▶ [Assignment] Set the images aside and retype the whole listing exactly.

***** Task input *****

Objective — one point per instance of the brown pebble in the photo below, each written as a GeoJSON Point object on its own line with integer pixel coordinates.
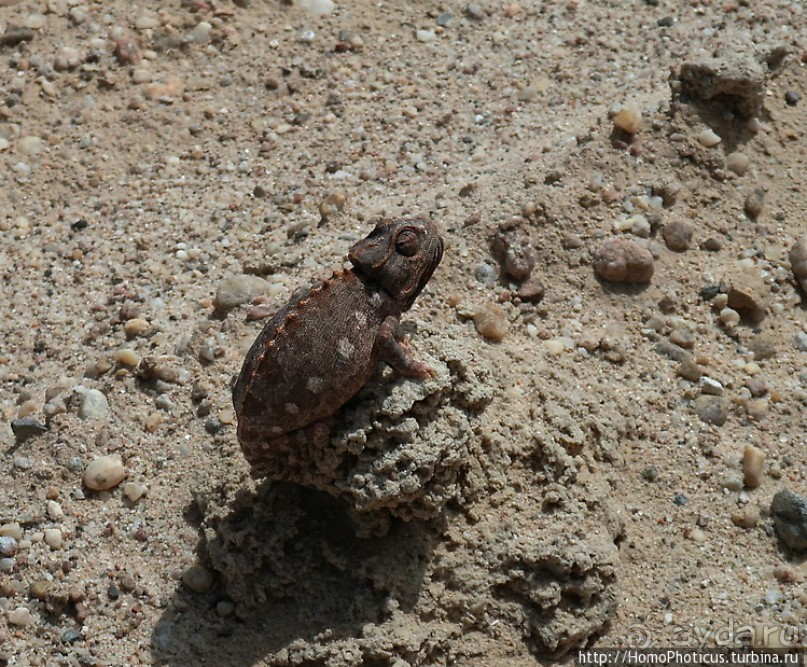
{"type": "Point", "coordinates": [753, 466]}
{"type": "Point", "coordinates": [531, 290]}
{"type": "Point", "coordinates": [713, 244]}
{"type": "Point", "coordinates": [126, 51]}
{"type": "Point", "coordinates": [491, 322]}
{"type": "Point", "coordinates": [678, 235]}
{"type": "Point", "coordinates": [621, 260]}
{"type": "Point", "coordinates": [747, 520]}
{"type": "Point", "coordinates": [754, 202]}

*****

▶ [Result]
Objective — one point per instance of the brown pebble in the photo below, each written as a GeoJSON Point object on its own line with integer pixel coordinates.
{"type": "Point", "coordinates": [753, 466]}
{"type": "Point", "coordinates": [531, 290]}
{"type": "Point", "coordinates": [713, 244]}
{"type": "Point", "coordinates": [126, 51]}
{"type": "Point", "coordinates": [491, 322]}
{"type": "Point", "coordinates": [678, 235]}
{"type": "Point", "coordinates": [621, 260]}
{"type": "Point", "coordinates": [747, 520]}
{"type": "Point", "coordinates": [754, 202]}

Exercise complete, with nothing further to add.